Not sure if you’re a boy or a girl…
So, today I had an interesting experience. I had finished Three Essays on Sexuality and someone from my class (yes, I looked him up, but didn’t know him) had checked out the two books we’re sposed to read this week for queer culture (I bought them, but didn’t bring them to work) and the sourcebook isn’t in Lamont, so I looked up Leslie Feinberg. And, lo and behold, Transgender Warriors is on reserve. So I picked it up. I didn’t read it all–skimmed, mostly, since a lot of it is historical and I wasn’t in the mood–but I suddenly found myself questioning my gender identity. Like, in a serious way.
I’ve always felt off. When I was little all I wanted to be was a boy. I resisted dresses early on, started wearing a baseball cap regularly in elementary school (always a Utah Jazz hat–I only liked the team because I’d won with them in a computer basketball game. This was back in the days of floppy floppy disks), got called a little boy now and then (even with long hair, which, believe it or not, I did have, for quite some time) and all that. My best friend and I would play elaborate games of pretend during recess, almost always with both of us playing teenage boys who had girlfriends. (This was less unusual for the best friend, who would, in fact, grow up to be a teenage boy.)

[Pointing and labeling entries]
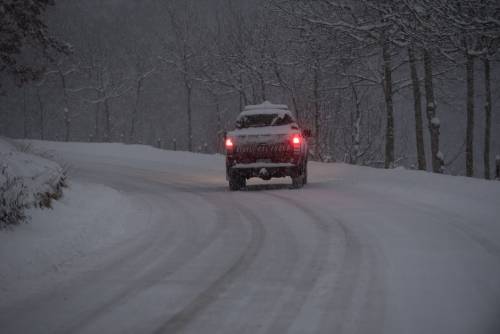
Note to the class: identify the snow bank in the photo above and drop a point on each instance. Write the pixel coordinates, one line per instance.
(25, 180)
(88, 218)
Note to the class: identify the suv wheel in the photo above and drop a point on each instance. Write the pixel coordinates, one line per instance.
(299, 179)
(236, 182)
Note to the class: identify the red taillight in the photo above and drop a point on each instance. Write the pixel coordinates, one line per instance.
(296, 140)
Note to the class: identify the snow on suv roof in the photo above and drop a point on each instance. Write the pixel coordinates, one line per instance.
(265, 105)
(266, 108)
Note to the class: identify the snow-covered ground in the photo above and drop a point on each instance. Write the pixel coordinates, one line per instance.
(146, 240)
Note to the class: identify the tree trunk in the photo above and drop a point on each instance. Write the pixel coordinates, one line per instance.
(42, 114)
(356, 128)
(25, 115)
(107, 116)
(469, 141)
(487, 113)
(189, 115)
(417, 98)
(135, 112)
(389, 107)
(431, 111)
(317, 127)
(67, 118)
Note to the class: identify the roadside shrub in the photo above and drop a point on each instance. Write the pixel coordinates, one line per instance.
(12, 200)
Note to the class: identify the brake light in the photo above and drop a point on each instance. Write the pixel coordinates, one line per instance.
(296, 140)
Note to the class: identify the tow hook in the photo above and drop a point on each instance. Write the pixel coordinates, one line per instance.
(264, 174)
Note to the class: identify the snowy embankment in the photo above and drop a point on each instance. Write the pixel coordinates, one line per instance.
(83, 219)
(26, 180)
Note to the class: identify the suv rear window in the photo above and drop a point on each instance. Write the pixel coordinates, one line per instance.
(260, 120)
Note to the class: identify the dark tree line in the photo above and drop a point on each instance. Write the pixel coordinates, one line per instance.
(358, 73)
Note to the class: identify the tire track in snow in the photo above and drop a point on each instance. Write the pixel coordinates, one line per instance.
(160, 271)
(182, 318)
(345, 299)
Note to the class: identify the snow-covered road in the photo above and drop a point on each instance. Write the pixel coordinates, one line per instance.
(357, 250)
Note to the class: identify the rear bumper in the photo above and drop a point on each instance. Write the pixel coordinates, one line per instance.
(265, 171)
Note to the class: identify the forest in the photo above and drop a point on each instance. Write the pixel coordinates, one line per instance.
(382, 83)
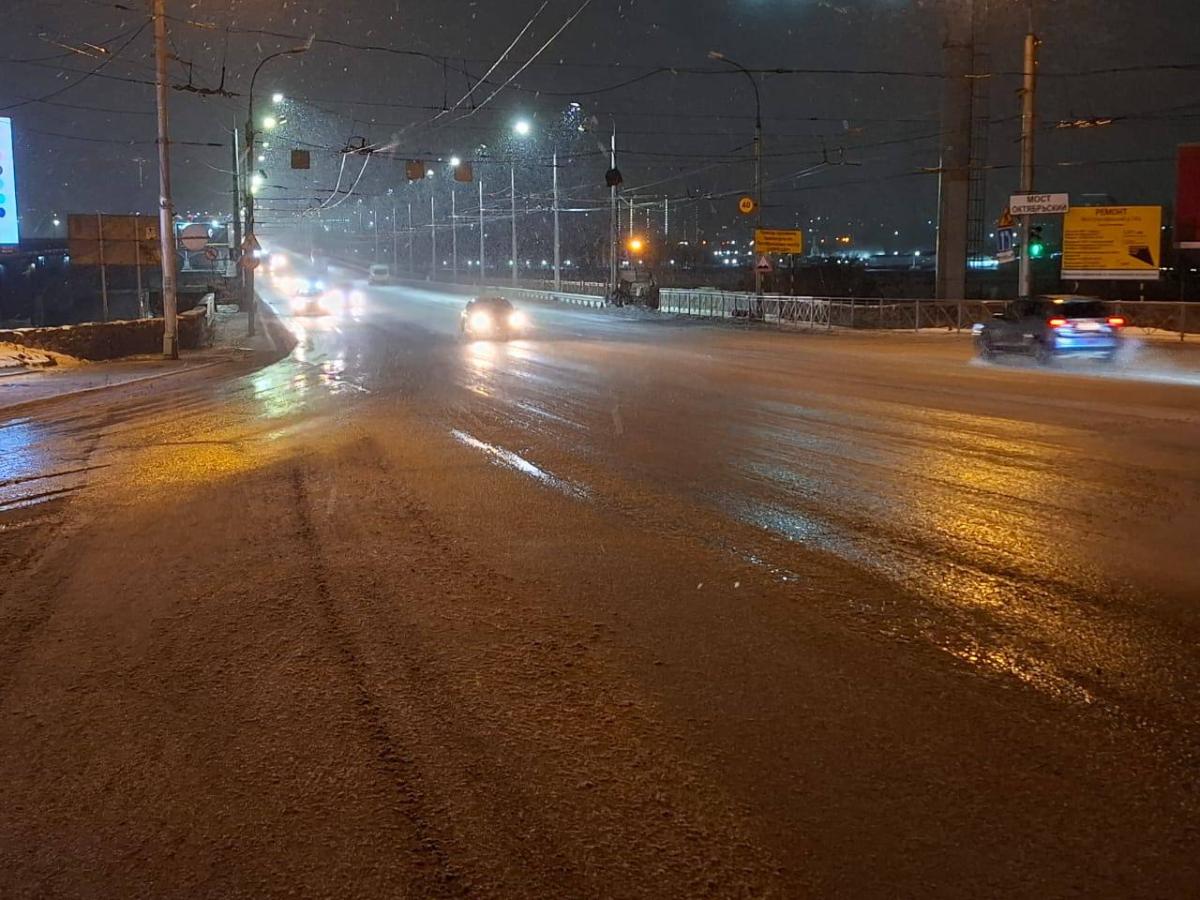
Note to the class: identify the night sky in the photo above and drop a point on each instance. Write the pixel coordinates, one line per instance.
(843, 145)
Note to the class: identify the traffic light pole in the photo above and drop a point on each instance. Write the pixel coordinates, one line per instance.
(166, 205)
(1029, 125)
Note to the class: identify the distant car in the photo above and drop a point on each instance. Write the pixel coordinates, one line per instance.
(492, 318)
(1050, 328)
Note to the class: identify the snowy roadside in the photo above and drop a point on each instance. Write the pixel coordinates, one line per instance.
(49, 376)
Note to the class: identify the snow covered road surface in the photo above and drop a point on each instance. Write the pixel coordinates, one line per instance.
(633, 607)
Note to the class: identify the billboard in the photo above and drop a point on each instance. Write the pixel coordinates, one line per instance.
(1187, 198)
(97, 239)
(774, 240)
(1113, 243)
(10, 232)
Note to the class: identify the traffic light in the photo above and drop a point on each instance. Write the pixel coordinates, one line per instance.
(1037, 244)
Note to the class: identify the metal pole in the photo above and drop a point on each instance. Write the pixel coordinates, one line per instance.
(612, 216)
(235, 234)
(250, 301)
(1029, 125)
(137, 259)
(454, 235)
(513, 185)
(558, 251)
(103, 269)
(166, 208)
(954, 179)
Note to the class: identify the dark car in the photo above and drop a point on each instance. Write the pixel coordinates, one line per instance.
(491, 318)
(1050, 328)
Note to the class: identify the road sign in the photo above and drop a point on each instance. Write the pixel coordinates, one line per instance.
(1005, 250)
(195, 237)
(10, 229)
(1038, 204)
(768, 240)
(1117, 243)
(113, 240)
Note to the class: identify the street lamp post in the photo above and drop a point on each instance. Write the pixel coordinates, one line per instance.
(757, 150)
(251, 298)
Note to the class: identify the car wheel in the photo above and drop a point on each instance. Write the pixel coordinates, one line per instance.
(984, 348)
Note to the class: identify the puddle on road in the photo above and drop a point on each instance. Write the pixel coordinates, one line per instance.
(519, 463)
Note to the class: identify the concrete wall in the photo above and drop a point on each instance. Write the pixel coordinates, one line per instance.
(113, 340)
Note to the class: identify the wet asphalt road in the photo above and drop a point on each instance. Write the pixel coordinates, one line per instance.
(953, 640)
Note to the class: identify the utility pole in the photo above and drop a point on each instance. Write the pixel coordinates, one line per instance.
(454, 235)
(1029, 126)
(235, 239)
(166, 207)
(513, 184)
(612, 215)
(483, 267)
(954, 180)
(558, 246)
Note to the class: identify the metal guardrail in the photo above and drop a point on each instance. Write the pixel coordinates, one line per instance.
(829, 312)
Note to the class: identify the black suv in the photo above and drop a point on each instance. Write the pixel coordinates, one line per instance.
(1048, 328)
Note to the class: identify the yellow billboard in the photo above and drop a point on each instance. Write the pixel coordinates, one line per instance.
(1113, 243)
(778, 240)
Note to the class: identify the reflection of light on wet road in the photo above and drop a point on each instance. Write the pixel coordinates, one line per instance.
(519, 463)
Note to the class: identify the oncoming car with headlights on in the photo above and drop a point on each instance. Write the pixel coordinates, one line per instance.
(492, 318)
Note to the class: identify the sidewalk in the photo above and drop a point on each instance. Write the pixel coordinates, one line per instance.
(42, 376)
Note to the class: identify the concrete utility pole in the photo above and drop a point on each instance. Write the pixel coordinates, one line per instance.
(481, 257)
(612, 215)
(757, 150)
(954, 183)
(235, 234)
(558, 252)
(433, 238)
(513, 184)
(1029, 126)
(166, 205)
(454, 235)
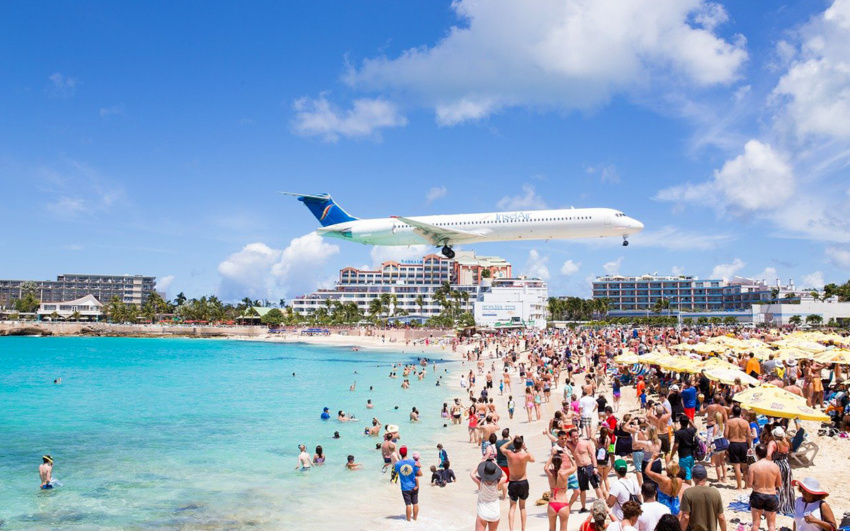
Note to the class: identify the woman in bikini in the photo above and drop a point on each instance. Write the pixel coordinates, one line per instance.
(558, 470)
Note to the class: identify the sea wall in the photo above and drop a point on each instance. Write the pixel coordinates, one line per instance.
(20, 328)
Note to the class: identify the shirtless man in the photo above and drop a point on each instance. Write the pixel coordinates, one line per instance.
(584, 454)
(792, 386)
(45, 471)
(660, 418)
(375, 430)
(518, 459)
(710, 414)
(304, 462)
(765, 478)
(740, 437)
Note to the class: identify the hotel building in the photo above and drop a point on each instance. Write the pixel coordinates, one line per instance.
(512, 303)
(688, 293)
(408, 280)
(130, 289)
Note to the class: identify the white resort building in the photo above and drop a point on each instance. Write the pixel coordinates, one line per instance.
(411, 282)
(86, 308)
(512, 303)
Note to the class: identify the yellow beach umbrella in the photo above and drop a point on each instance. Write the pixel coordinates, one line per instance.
(627, 358)
(728, 376)
(838, 355)
(777, 402)
(717, 363)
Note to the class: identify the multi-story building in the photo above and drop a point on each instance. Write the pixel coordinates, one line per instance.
(130, 289)
(689, 294)
(411, 282)
(641, 293)
(512, 303)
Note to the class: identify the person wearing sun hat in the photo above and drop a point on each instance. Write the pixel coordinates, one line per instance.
(622, 490)
(489, 478)
(811, 512)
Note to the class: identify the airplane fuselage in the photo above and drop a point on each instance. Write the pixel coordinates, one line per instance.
(491, 227)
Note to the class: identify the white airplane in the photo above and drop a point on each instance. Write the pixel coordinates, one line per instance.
(448, 230)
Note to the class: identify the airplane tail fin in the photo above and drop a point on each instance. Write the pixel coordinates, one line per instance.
(323, 207)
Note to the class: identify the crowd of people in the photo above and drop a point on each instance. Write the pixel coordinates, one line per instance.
(646, 462)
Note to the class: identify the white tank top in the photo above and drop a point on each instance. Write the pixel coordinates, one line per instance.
(801, 509)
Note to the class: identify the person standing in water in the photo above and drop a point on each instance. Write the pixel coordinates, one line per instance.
(45, 471)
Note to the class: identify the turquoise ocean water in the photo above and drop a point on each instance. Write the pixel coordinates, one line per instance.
(179, 433)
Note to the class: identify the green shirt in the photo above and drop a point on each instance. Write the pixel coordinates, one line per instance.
(704, 505)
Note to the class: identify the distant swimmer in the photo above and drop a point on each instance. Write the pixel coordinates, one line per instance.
(351, 465)
(303, 459)
(45, 471)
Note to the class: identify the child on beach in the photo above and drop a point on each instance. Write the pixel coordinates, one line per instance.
(351, 465)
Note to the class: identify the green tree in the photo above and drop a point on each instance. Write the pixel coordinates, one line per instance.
(273, 317)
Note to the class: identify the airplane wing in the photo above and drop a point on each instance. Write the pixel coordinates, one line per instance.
(439, 235)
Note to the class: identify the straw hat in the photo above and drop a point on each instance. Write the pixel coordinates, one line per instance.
(489, 472)
(810, 485)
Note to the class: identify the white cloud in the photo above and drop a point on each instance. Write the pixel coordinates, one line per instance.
(557, 54)
(613, 268)
(814, 92)
(814, 280)
(529, 200)
(383, 253)
(726, 271)
(62, 86)
(317, 117)
(607, 173)
(259, 271)
(536, 266)
(839, 256)
(437, 192)
(760, 179)
(163, 283)
(570, 268)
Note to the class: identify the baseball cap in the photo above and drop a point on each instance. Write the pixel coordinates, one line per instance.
(620, 465)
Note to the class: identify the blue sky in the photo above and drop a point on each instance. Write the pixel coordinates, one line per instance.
(151, 138)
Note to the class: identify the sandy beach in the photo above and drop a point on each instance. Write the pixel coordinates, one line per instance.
(453, 507)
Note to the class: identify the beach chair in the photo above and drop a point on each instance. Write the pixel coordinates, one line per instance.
(801, 449)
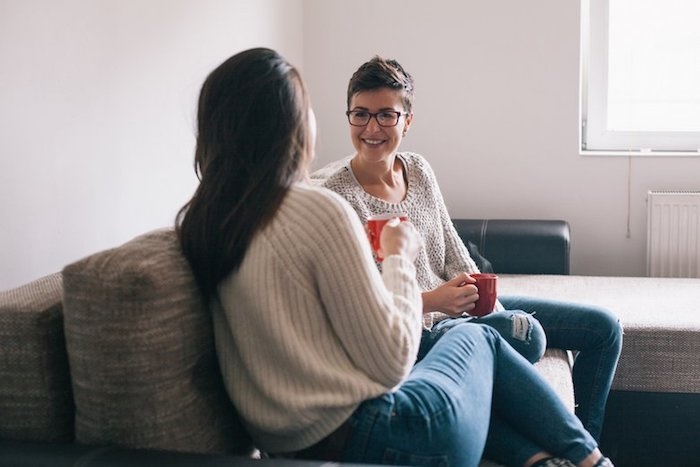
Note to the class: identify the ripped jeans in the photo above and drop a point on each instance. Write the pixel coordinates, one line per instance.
(523, 332)
(445, 411)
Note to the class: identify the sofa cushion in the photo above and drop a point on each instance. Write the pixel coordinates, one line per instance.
(659, 316)
(141, 349)
(36, 401)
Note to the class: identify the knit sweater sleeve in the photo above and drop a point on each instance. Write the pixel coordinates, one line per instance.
(457, 257)
(308, 328)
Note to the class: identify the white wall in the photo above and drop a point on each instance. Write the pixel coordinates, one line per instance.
(97, 115)
(97, 108)
(496, 115)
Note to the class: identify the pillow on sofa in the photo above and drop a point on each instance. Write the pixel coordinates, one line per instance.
(36, 402)
(141, 350)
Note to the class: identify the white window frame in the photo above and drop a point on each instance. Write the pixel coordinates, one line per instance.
(594, 136)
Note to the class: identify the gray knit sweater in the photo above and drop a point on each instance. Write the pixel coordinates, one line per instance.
(308, 328)
(444, 255)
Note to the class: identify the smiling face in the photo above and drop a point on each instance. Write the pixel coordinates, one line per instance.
(372, 141)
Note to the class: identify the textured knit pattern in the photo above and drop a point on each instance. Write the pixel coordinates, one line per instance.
(296, 331)
(444, 255)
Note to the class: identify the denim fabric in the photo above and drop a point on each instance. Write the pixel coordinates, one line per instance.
(518, 328)
(597, 336)
(440, 415)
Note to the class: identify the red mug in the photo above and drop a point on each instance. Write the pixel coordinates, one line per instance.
(375, 224)
(486, 284)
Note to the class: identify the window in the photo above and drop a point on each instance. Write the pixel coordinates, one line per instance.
(640, 77)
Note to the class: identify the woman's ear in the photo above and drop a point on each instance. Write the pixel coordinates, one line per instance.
(407, 124)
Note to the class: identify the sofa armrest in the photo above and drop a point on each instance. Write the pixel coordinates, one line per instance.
(519, 246)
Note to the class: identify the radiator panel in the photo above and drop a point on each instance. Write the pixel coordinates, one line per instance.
(673, 234)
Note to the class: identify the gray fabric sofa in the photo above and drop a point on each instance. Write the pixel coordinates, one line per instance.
(113, 357)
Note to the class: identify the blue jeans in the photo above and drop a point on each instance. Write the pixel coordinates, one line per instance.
(523, 332)
(596, 335)
(441, 414)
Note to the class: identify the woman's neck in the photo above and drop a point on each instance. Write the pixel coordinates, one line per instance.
(386, 181)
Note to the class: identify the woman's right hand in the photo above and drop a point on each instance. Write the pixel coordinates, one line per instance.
(454, 297)
(400, 238)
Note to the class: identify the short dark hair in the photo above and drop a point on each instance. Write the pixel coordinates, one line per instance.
(253, 138)
(382, 73)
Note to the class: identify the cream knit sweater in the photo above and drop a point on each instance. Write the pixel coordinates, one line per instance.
(308, 328)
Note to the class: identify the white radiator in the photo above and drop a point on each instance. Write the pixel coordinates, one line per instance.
(673, 234)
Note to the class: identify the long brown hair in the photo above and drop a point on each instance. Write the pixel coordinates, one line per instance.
(253, 138)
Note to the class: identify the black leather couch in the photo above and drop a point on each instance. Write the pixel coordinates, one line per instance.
(516, 246)
(510, 246)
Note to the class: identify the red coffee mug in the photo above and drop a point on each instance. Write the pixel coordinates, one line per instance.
(375, 224)
(486, 284)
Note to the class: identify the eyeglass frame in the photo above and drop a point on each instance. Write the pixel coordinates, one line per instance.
(396, 112)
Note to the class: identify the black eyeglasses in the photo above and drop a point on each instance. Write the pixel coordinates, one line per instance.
(386, 118)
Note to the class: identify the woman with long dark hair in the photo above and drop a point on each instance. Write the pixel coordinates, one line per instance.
(315, 345)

ACTIONS TO TAKE:
1. Report how many lines of the records contain the string "gray", treating uppercase and lowercase as different.
2. Supply the next part of the personal post about questioning gender identity, picking up after its last sentence.
The text and the records are separate, unrelated material.

SOLVED PROBLEMS:
1. 2

2.
I didn’t understand my crushes on girls until I read Confessions of a Failed Southern Lady by Florence King and my thoughts changed from “How would I feel if I had a gay friend?” to “How would people feel if they knew I was gay?”
But I’ve just never really settled comfortably into the female identity, or at least the commonly accepted expression of femininty. I hate dresses, I’ve only worn makeup for stage productions and Halloween, I only recently got into ear piercings and don’t really do jewelry, I don’t shave my legs or my pits (although I do shave my head), I abhor shopping for bras, I just bought my first three pack of boxer briefs (online–I’ll update when they arrive)… the list goes on. And on. And on.
It’s not that I don’t see myself as a woman, I guess–it’s more that I don’t really like it. And I’ve never believed anyone who told me I was beautiful.
I hate the way I feel when a woman asks me why I’m in the women’s restroom, or leaves and comes back looking sheepish. I hate that I consciously walk to emphasize my breasts when I have to go in public, usually leaving my hat and an outer garment somewhere if I can. I hate that I feel ashamed when someone calls me sir, and elated when someone says “What can I get for you ladies?”
I don’t know who I think I am.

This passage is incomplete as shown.